[Entries from a point annotation set]
○ ○ ○

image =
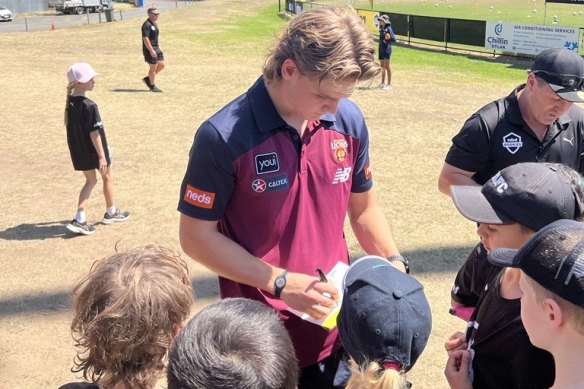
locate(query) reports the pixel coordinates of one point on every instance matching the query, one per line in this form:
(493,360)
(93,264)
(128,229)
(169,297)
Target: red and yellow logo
(199,198)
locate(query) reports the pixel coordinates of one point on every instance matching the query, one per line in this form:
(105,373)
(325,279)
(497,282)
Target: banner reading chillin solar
(566,1)
(529,38)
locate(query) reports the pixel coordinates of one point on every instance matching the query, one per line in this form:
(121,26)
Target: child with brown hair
(127,311)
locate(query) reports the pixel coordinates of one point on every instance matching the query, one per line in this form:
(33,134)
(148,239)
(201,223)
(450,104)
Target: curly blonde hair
(127,310)
(373,376)
(325,43)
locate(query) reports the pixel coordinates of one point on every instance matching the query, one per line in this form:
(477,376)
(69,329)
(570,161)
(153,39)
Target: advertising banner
(566,1)
(529,38)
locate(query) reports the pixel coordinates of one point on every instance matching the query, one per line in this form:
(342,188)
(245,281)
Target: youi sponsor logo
(267,163)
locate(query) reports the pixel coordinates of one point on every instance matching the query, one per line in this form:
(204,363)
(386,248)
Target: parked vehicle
(6,14)
(80,6)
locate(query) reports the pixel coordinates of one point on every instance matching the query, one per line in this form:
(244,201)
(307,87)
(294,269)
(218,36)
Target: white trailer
(80,6)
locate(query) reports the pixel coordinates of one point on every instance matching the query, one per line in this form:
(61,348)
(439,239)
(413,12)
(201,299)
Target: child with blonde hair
(552,304)
(88,147)
(127,311)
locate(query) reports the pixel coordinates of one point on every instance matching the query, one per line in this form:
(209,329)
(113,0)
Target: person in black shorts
(88,147)
(151,50)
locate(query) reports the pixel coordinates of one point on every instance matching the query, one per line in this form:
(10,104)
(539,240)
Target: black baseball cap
(529,193)
(554,258)
(384,316)
(563,70)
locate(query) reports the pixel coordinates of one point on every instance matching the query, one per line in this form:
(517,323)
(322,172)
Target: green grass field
(214,52)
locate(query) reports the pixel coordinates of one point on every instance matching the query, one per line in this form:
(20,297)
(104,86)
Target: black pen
(321,275)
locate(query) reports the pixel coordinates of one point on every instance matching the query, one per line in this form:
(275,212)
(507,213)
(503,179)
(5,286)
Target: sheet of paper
(335,276)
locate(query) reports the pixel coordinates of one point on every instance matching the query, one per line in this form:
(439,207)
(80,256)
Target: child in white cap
(88,147)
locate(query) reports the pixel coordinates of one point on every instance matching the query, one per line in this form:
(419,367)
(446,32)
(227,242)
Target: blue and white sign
(529,38)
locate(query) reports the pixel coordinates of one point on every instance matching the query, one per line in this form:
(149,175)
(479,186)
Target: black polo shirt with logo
(497,136)
(282,197)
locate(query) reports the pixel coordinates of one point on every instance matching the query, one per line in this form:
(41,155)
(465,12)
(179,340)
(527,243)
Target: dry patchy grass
(151,134)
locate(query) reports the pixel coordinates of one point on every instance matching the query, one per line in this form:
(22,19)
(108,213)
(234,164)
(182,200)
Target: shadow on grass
(207,287)
(204,287)
(38,231)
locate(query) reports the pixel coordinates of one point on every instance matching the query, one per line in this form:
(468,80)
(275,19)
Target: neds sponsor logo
(199,198)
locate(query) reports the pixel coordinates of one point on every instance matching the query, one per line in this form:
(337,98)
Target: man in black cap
(537,122)
(152,53)
(514,204)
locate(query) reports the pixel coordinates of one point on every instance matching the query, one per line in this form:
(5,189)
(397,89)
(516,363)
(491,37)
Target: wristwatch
(401,259)
(280,283)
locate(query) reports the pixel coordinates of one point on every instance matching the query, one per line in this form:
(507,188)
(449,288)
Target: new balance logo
(342,175)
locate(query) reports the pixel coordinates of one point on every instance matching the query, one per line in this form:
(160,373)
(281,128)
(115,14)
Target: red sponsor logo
(339,149)
(199,198)
(368,172)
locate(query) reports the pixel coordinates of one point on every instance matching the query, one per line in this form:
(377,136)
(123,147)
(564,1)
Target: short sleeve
(93,118)
(362,178)
(209,179)
(470,147)
(146,30)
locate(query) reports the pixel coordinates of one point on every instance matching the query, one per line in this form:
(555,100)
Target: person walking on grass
(152,53)
(88,147)
(386,39)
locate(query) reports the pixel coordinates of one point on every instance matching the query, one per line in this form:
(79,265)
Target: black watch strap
(401,259)
(280,283)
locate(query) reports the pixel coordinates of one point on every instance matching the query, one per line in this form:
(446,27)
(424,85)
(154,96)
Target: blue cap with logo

○ ○ ○

- [Exercise aim]: Leave images out of the retyped records; keep all else exact.

- [Task result]:
image =
locate(query) reports the pixel coordinates of one point on every instance matching the query, one per line in this form:
(493,360)
(93,264)
(128,229)
(169,297)
Target: red and yellow logo
(199,198)
locate(query) reports the pixel coordinates of one point on every instance matching the query, one per line in this form:
(105,373)
(325,279)
(497,282)
Target: banner reading chillin solar
(566,1)
(529,38)
locate(query) reports the pixel coordinates of one point on every instance matching the query, one per line in this form:
(121,26)
Target: child with brown hair
(127,311)
locate(query) reports the pixel coordinates of one point on every instance matching the query, one per line in this form:
(33,134)
(148,239)
(201,223)
(450,104)
Target: curly blonde hair
(127,310)
(373,376)
(325,43)
locate(query) reports the pixel coordinates of one point on every instance matching the query, one per line in this form:
(477,376)
(69,329)
(570,161)
(153,39)
Target: advertising banner
(566,1)
(529,38)
locate(query) reports the pixel coordinates of one point on every instance matching the query, one per line in this form:
(342,188)
(245,281)
Target: youi sponsor logo
(267,163)
locate(query) reports the pixel coordinates of one point on every instance matching the query, one per line in this form:
(204,363)
(386,248)
Target: parked vehicle
(6,14)
(80,6)
locate(query) reports the pixel coordinates of one point on every instance matching the query, one per line in this form:
(244,201)
(307,87)
(294,269)
(218,36)
Target: white trailer
(80,6)
locate(query) reports the pixel coordinates of one point on every instance matching the query, one per line in this form:
(61,348)
(439,239)
(413,12)
(201,299)
Target: child with blonde hair
(552,304)
(88,147)
(127,311)
locate(query) reports the pixel coordinates of one point on every instance matching the query, one per line in this form:
(209,329)
(113,0)
Target: person in black shorts
(88,147)
(151,50)
locate(query) reports the pixel coordinates of one point on every instance matching the query, one per line in this form:
(10,104)
(539,240)
Target: black baseball cap
(529,193)
(554,258)
(384,316)
(563,70)
locate(query) reports the pixel coordinates of one point on every instance matching the query, one per line in this form:
(517,323)
(322,172)
Target: green grass field
(214,52)
locate(query) reports the pixel coordinates of one point on every instance matching the query, one per line in this form:
(20,297)
(104,86)
Target: black pen
(321,275)
locate(query) reports the pixel coordinates of one point on every instance matching the query, one per line in this form:
(275,212)
(507,213)
(503,179)
(5,286)
Target: sheet of paper
(335,276)
locate(query) reports the pixel coordinates of one point on every instance matching the query, one per line in this form:
(439,207)
(80,256)
Target: child in white cap
(88,147)
locate(query) reports the pixel coordinates of one point on every instance matching the query, one per line in this form:
(419,367)
(446,32)
(227,242)
Target: blue and white sign
(529,38)
locate(query) reports the pixel coordinates of one point on every instance matching the query, one per line in this form:
(149,175)
(479,186)
Target: black polo shirt with logo
(497,136)
(282,197)
locate(query) reports the pixel coordinates of one point on every instance matching the query, one per line in this form:
(41,155)
(465,12)
(179,340)
(527,243)
Target: dry patchy grass
(151,134)
locate(query) reports the pixel coordinates of one point on every instance matching the query, one per line in this form:
(22,19)
(108,213)
(234,164)
(182,200)
Target: shadow on grass
(207,287)
(204,287)
(38,231)
locate(query) reports the pixel coordinates of one point on every instance matching the query, one per line in this form:
(468,80)
(275,19)
Target: neds sponsor logo
(199,198)
locate(query) reports the pixel coordinates of one point on every instance matching the query, one per line in this form:
(337,98)
Target: man in black cap
(537,122)
(152,53)
(514,204)
locate(query) reports the pixel coordinates of one point on every instance matching the query, one per line in this form:
(5,189)
(397,89)
(516,363)
(491,37)
Target: wristwatch
(401,259)
(280,283)
locate(query) reports the pixel coordinates of one point on every instance matching the query, one per line in this form:
(507,188)
(449,288)
Target: new balance logo
(342,175)
locate(query) reports the pixel coordinates of one point on every instance matching the query, one per line in this form:
(160,373)
(281,128)
(115,14)
Target: red sponsor logo
(339,149)
(199,198)
(368,172)
locate(query) reports the pixel coordinates of one point on every instance matching the query, one per line in this form:
(377,136)
(123,147)
(564,1)
Target: short sleeve
(93,118)
(362,178)
(209,179)
(470,147)
(146,30)
locate(query) reports the pixel coordinates of one point on every instance matching the query, one per line in this form:
(555,100)
Target: person walking on grass
(152,53)
(88,147)
(386,39)
locate(query) reports the pixel coordinates of one point on every instance matching the query, one per line in this form:
(79,265)
Target: black watch strap
(401,259)
(280,283)
locate(query) reports the pixel coordinates of one point on every instance matching the query, one per line in this form:
(446,27)
(424,85)
(154,96)
Target: blue cap with logo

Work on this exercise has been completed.